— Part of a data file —
= = = =
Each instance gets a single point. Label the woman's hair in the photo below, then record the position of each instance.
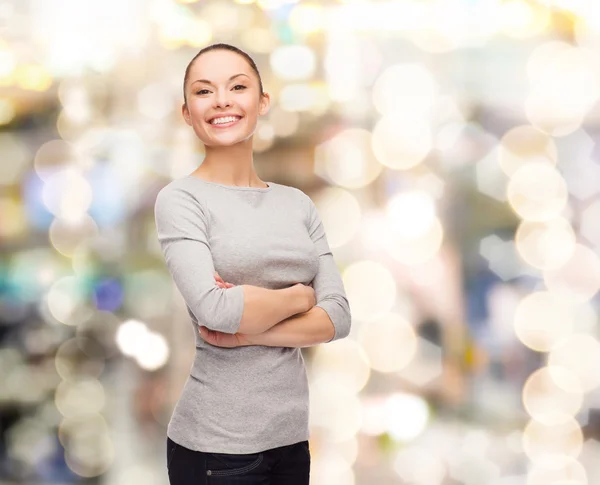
(222, 47)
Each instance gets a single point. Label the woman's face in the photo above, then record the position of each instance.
(221, 85)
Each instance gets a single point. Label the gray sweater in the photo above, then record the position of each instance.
(253, 398)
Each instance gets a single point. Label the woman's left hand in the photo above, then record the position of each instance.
(222, 339)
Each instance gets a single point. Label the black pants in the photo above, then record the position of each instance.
(285, 465)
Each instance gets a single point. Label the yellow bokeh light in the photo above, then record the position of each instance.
(348, 159)
(546, 245)
(334, 408)
(67, 194)
(346, 361)
(7, 111)
(580, 355)
(542, 322)
(565, 85)
(537, 192)
(307, 18)
(524, 18)
(524, 144)
(33, 77)
(390, 342)
(578, 280)
(405, 90)
(541, 441)
(557, 470)
(401, 143)
(340, 213)
(369, 300)
(545, 401)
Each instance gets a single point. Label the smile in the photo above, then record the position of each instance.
(225, 121)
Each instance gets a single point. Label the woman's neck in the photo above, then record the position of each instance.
(232, 165)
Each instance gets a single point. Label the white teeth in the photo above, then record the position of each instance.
(225, 119)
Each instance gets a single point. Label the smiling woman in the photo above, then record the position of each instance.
(243, 414)
(217, 99)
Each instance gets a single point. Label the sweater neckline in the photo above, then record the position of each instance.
(234, 187)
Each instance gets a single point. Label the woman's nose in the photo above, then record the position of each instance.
(222, 99)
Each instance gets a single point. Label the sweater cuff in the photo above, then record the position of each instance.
(338, 317)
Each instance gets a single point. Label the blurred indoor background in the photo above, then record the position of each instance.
(451, 149)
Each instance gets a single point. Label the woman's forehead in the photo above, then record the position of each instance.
(219, 63)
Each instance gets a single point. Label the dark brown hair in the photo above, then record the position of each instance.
(227, 47)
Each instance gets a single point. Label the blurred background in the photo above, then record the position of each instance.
(451, 149)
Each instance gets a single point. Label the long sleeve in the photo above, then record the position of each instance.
(182, 229)
(328, 284)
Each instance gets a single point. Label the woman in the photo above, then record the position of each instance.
(252, 262)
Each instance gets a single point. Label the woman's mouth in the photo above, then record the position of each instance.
(224, 121)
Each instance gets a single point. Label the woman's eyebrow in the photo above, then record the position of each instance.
(206, 81)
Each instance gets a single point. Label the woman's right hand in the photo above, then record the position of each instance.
(307, 295)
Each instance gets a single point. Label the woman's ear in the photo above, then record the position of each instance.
(265, 103)
(186, 114)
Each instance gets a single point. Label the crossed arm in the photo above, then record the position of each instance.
(304, 329)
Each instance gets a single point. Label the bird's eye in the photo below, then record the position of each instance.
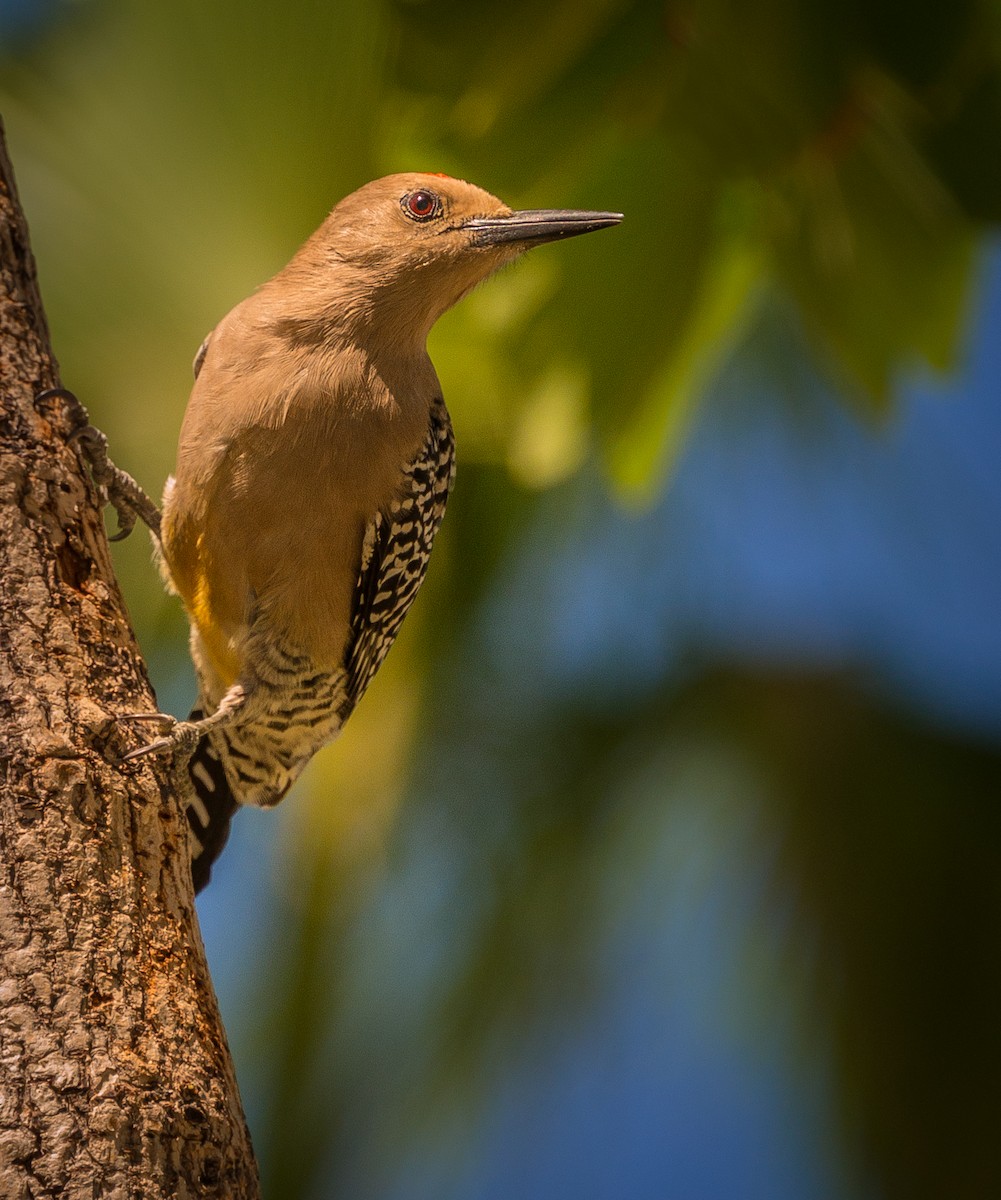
(421, 205)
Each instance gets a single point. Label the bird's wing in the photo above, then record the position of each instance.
(395, 553)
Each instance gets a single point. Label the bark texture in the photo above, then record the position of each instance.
(115, 1079)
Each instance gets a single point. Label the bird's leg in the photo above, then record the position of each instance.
(115, 486)
(185, 735)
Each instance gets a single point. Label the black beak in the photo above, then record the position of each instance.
(534, 226)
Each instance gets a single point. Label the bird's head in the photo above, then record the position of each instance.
(409, 246)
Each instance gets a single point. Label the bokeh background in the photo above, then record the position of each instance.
(663, 858)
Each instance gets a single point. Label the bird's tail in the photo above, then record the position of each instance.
(210, 805)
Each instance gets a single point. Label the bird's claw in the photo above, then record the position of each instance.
(181, 736)
(115, 486)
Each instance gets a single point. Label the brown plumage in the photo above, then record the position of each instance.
(313, 468)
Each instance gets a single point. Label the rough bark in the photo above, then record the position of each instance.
(115, 1079)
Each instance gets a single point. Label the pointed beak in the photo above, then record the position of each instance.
(534, 226)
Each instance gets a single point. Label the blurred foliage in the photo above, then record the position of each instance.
(453, 874)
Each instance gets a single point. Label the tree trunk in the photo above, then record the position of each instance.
(115, 1078)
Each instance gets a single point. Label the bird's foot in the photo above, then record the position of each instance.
(181, 736)
(115, 486)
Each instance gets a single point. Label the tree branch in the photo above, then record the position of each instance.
(115, 1077)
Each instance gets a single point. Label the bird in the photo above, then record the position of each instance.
(315, 461)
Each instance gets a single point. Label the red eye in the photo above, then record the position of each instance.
(421, 205)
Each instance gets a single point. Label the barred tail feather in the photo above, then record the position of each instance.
(210, 807)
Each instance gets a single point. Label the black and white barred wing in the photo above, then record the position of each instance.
(394, 561)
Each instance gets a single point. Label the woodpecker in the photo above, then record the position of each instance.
(313, 467)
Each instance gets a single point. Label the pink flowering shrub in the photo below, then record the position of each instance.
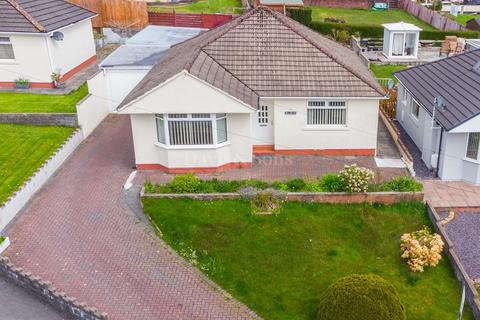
= = = =
How many lines of the entries contain the string "tree"? Case matters, and the reply should be the number alone.

— Exercise result —
2